- _The task_
When you write out the entries, keep every line exactly as it appears.

******************************

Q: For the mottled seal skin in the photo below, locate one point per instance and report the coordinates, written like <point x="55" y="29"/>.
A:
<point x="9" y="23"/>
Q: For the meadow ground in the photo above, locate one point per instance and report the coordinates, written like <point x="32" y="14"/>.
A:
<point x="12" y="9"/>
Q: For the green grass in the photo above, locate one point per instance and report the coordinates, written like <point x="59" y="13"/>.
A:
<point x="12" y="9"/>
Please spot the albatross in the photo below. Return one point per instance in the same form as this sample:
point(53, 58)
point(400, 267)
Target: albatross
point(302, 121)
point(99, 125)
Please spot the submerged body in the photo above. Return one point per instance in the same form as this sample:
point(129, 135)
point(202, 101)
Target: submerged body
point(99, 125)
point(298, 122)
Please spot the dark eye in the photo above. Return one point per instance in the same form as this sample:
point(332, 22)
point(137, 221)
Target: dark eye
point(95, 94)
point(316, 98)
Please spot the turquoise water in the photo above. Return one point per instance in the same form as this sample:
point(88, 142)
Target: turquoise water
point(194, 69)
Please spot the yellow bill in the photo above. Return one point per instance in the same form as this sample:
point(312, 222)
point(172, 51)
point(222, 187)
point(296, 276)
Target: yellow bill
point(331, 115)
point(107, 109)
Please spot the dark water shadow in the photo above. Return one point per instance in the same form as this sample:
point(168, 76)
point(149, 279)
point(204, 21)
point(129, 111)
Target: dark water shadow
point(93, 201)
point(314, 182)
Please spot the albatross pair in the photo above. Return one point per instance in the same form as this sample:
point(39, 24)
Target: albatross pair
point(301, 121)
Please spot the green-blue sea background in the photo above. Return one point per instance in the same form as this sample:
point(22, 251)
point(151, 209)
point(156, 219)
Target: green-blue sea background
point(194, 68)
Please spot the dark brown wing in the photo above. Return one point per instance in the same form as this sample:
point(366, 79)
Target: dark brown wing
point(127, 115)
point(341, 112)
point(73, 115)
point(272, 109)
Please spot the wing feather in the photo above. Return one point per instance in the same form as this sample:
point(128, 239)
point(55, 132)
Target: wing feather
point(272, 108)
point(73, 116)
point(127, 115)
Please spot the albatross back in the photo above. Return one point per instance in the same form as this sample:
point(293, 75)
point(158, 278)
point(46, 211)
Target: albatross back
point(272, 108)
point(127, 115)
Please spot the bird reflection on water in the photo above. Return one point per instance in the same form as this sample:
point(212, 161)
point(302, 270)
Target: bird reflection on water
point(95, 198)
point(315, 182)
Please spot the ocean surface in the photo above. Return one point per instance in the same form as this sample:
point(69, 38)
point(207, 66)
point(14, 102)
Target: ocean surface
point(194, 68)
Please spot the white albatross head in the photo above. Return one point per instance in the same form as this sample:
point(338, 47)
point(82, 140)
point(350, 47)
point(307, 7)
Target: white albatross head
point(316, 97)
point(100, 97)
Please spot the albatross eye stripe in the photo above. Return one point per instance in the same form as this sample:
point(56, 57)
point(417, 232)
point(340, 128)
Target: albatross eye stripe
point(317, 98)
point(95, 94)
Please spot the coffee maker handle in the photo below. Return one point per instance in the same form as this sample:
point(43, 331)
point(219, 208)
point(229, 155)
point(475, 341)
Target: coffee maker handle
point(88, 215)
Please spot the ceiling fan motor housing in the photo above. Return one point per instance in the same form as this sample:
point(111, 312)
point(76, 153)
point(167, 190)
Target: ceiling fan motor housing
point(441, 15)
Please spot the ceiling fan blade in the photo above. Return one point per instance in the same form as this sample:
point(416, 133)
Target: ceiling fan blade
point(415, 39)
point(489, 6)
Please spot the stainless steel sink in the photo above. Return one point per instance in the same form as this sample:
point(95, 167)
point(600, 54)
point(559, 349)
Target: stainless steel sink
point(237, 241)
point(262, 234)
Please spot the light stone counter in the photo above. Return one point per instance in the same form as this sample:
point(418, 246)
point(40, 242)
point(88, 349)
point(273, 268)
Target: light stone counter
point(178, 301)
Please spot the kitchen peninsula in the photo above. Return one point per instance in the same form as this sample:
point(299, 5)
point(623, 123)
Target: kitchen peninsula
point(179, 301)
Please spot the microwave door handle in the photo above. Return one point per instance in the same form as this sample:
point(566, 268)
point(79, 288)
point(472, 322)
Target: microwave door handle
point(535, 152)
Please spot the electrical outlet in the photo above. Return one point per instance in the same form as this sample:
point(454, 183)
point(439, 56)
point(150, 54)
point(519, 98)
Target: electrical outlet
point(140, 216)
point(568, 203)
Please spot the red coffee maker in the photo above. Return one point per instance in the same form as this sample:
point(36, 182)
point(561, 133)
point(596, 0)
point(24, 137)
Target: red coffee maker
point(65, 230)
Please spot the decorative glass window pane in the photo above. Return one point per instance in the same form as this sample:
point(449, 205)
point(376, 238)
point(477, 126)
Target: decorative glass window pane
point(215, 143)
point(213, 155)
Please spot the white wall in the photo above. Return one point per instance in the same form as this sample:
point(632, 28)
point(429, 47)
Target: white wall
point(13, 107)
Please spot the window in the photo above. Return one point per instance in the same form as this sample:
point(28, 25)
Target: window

******************************

- _Task output_
Q: For the mottled seal skin in the photo below, locate one point per instance and report the coordinates, written like <point x="55" y="29"/>.
A:
<point x="9" y="23"/>
Q: For the meadow ground in the photo above, locate one point per instance and report the coordinates, written like <point x="32" y="14"/>.
A:
<point x="12" y="9"/>
Q: For the green grass in the photo above, locate one point per instance and report the coordinates, written like <point x="59" y="13"/>.
A:
<point x="12" y="9"/>
Please spot the albatross in the photo below. Return one point per instance in the same form as this sample:
point(53, 58)
point(400, 267)
Target: albatross
point(302, 121)
point(99, 125)
Please spot the submerged body in the photo above. Return one point per instance in the same form as this sample:
point(129, 135)
point(202, 101)
Target: submerged body
point(99, 125)
point(298, 122)
Please spot the dark eye in the photo above. Return one point per instance in the same form as this sample:
point(332, 22)
point(137, 221)
Target: dark eye
point(95, 94)
point(316, 98)
Please spot the turquoise water in the photo above. Return one point per instance in the same form as this sample:
point(88, 142)
Target: turquoise water
point(194, 69)
Please spot the yellow bill in the photo above. Return one point per instance in the same form as this sample:
point(312, 222)
point(172, 51)
point(222, 187)
point(296, 276)
Target: yellow bill
point(331, 115)
point(107, 109)
Please spot the dark water shadow in the photo above. Return one point per instance in the same form as this sample:
point(168, 76)
point(149, 279)
point(204, 21)
point(129, 111)
Target: dark water shadow
point(93, 201)
point(314, 182)
Please spot the albatross pair in the photo above. Return one point per instance in the same form as this sample:
point(39, 24)
Target: albatross pair
point(301, 121)
Please spot the green-blue sea background in the photo above. Return one point per instance in the same form as this sample:
point(22, 251)
point(151, 209)
point(156, 219)
Target: green-blue sea background
point(194, 68)
Please spot the dark brown wing in the photo above. Return one point per instance in the same form as this sample:
point(366, 79)
Target: dark brown wing
point(127, 115)
point(341, 112)
point(73, 115)
point(272, 109)
Please spot the wing feather in the photo above. Return one point per instance in the same form as this sample:
point(128, 239)
point(55, 132)
Target: wing feather
point(272, 108)
point(73, 116)
point(127, 115)
Please spot the albatross back in the photo above. Return one point per instance in the same form as this sample:
point(293, 75)
point(158, 278)
point(46, 211)
Target: albatross back
point(272, 108)
point(127, 115)
Please spot the bird reflection on water in the photo above. Return one point per instance in the same form as this sample:
point(212, 161)
point(302, 270)
Target: bird reflection on water
point(95, 198)
point(315, 182)
Please spot the ocean surface in the photo above. Return one point per instance in the same form as this sample:
point(69, 38)
point(207, 66)
point(14, 102)
Target: ocean surface
point(194, 68)
Please spot the white albatross head in the photo above. Return one point per instance in the same form as this sample:
point(338, 47)
point(82, 140)
point(350, 47)
point(307, 7)
Target: white albatross head
point(316, 97)
point(100, 97)
Please spot the albatross eye stripe in the photo above. Return one point per instance in the same form as this sample:
point(56, 57)
point(417, 232)
point(340, 128)
Target: albatross eye stripe
point(317, 98)
point(95, 94)
Please spot the coffee maker handle in the photo below. Return one point per instance in the same form as this sample:
point(43, 331)
point(219, 208)
point(229, 155)
point(475, 341)
Target: coffee maker handle
point(88, 215)
Please spot the ceiling fan motor housing in the photo above. Return one point per instance in the same form as this sample:
point(111, 312)
point(76, 153)
point(167, 190)
Target: ceiling fan motor housing
point(441, 15)
Please spot the ceiling fan blade in the photo above. Return one point per instance in the same form as this sample:
point(416, 133)
Target: ceiling fan blade
point(415, 39)
point(489, 6)
Please spot the stainless steel sink in the photo above. Return one point per instance in the same form as this sample:
point(95, 167)
point(600, 54)
point(559, 349)
Target: stainless steel sink
point(237, 241)
point(262, 234)
Please spot the light stone counter in the photo above. Return one point per instance in the same form as this sample:
point(418, 246)
point(40, 242)
point(88, 349)
point(273, 268)
Target: light stone counter
point(178, 301)
Please spot the kitchen peninsula in the photo above. Return one point per instance in the same form as this sample:
point(299, 5)
point(623, 123)
Target: kitchen peninsula
point(179, 301)
Please spot the microwave door handle in the photo above. Return one point per instance in the same form as this sample:
point(566, 268)
point(79, 288)
point(472, 322)
Target: microwave door handle
point(535, 152)
Please spot the electrical outlet in the photo above. Return one point per instance in the same form as this sample:
point(454, 183)
point(439, 56)
point(150, 54)
point(519, 98)
Target: electrical outlet
point(140, 216)
point(568, 203)
Please spot the red coffee maker in the photo above. Return one point per instance in the same form as this sample:
point(36, 182)
point(561, 133)
point(596, 0)
point(24, 137)
Target: red coffee maker
point(65, 230)
Please spot the decorative glass window pane in the photo above. Return one point per instance in the same form as this sample:
point(449, 205)
point(376, 238)
point(477, 126)
Target: decorative glass window pane
point(215, 143)
point(213, 155)
Please spot the white wall in the photo above. Return one point per instance in the same form as this sample:
point(632, 28)
point(429, 47)
Target: white wall
point(13, 107)
Please spot the window in the photo above. Return one point per instance in the same form as this sample:
point(28, 25)
Target: window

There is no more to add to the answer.